• **Records provided**:
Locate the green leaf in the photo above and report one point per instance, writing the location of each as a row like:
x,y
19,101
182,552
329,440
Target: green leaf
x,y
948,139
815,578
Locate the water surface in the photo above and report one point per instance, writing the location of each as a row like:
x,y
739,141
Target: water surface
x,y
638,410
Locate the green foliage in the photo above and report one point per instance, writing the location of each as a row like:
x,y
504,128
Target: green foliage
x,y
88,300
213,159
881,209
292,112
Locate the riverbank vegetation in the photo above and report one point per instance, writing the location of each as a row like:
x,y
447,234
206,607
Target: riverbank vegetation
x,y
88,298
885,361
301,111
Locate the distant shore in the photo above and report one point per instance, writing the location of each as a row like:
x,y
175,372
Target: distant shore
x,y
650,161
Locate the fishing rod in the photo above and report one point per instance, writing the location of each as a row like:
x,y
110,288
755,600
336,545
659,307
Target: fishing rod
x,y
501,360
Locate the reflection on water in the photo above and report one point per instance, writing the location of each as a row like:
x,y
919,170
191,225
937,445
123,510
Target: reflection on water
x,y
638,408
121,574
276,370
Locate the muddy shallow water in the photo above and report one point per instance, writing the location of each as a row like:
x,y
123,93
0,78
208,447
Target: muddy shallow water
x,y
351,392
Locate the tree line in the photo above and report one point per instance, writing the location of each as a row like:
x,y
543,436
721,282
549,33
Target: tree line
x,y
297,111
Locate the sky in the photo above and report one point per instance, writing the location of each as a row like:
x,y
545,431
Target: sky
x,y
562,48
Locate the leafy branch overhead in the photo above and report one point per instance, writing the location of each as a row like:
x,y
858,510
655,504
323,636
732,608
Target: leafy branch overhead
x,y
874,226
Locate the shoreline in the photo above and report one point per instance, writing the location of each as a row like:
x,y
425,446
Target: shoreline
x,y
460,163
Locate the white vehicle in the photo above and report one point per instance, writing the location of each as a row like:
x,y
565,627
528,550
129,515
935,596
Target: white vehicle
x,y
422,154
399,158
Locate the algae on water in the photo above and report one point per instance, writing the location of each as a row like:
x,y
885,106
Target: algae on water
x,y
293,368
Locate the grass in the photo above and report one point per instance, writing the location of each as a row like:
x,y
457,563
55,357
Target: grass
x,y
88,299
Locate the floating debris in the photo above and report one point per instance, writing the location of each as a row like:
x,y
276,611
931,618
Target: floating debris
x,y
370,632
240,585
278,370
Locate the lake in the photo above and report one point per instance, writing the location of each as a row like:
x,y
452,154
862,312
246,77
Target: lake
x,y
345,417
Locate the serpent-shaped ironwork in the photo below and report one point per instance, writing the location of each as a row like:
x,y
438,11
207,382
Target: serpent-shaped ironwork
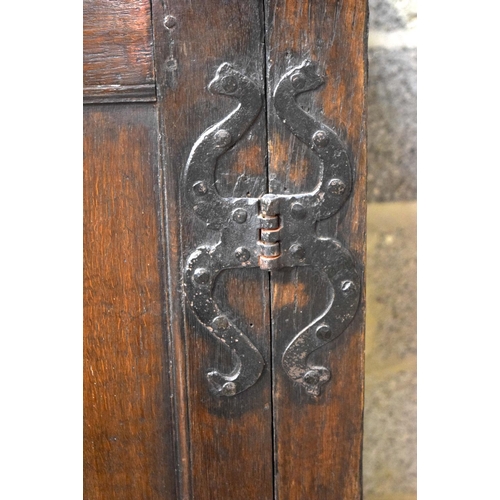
x,y
205,264
284,223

• **Assigned task**: Reproduce the data word for word; no pictures.

• **Response**:
Locate the green leaf in the photo above and report one point per instance, writing the location of each as a row like:
x,y
19,101
182,552
329,440
Target: green leaf
x,y
948,139
815,578
Locate the water surface in the photo above and report one point per instance, writing the location of each as a row like:
x,y
739,141
Target: water surface
x,y
638,410
Locate the green foliage in the photo above and report one point per instance, writing the location of each as a row like:
x,y
504,128
Target: green foliage
x,y
88,300
213,159
881,209
292,112
Locate the riverbank vegetation in the photo above and report one point per instance, writing the location of each as a row like:
x,y
447,234
206,607
Target: riverbank vegetation
x,y
88,298
885,361
301,111
Locate the distant shore in the photo above and report one point per instance, writing the location of each as a row like:
x,y
175,372
Target: distant shore
x,y
650,161
Locate the fishing rod in the photo above and report one point per instance, writing the location of each as a row like:
x,y
110,288
755,600
336,545
659,307
Target: fishing rod
x,y
501,360
Locate the reflection on water in the photo above and report one point per instance, writing the location of each as a row like:
x,y
919,170
191,225
937,445
123,510
Target: reflection on water
x,y
638,408
121,574
276,370
Locate the muddy shallow water in the photo above and report one point per instance, writing the location of each as a row like:
x,y
123,93
0,78
208,447
Target: muddy shallow water
x,y
351,392
Locate the tree line in the photo above and report one point per instance, writing the location of each as a row like:
x,y
543,436
721,282
549,33
Target: tree line
x,y
297,111
Locate the sky in the photo above and report one point per instance, writing the location of each as a row like:
x,y
545,431
Target: sky
x,y
562,48
Locate the leafy branch overhead in the photo above and report one point per instance, writing the location of each as a row like:
x,y
858,510
655,504
323,636
732,608
Target: leafy branch overhead
x,y
874,226
Locate the shoreline in the photo above and report one point per instance, writing the location of each as a row like:
x,y
425,446
Target: shoreline
x,y
460,163
Locate the white vehicle in the photo above and report one point per instance, writing the location of each as a row like:
x,y
565,627
528,550
129,515
935,596
Target: white vehicle
x,y
422,154
399,158
Locate the algae on water in the photo above and report one point per instance, writing the location of each as a row like:
x,y
885,106
Target: algae on water
x,y
293,368
Locate the grass in the photo above and report one point per instance, writing the location of each as a row like:
x,y
457,563
55,357
Target: grass
x,y
88,299
Locate the floating debris in the photo above and report one point per instance, writing the location of each as a row like:
x,y
276,611
931,618
Target: floating debris
x,y
370,632
240,585
278,370
Locate the lake in the photo above and report one point per instance, writing the location of each as a row like:
x,y
452,154
862,312
246,77
Target: lake
x,y
345,417
Locate the serpent-shaped ironwork in the photo below and report one point per instance, writing the location of each as a row like:
x,y
438,11
207,382
Target: serpent-shaped ironwork
x,y
205,264
284,223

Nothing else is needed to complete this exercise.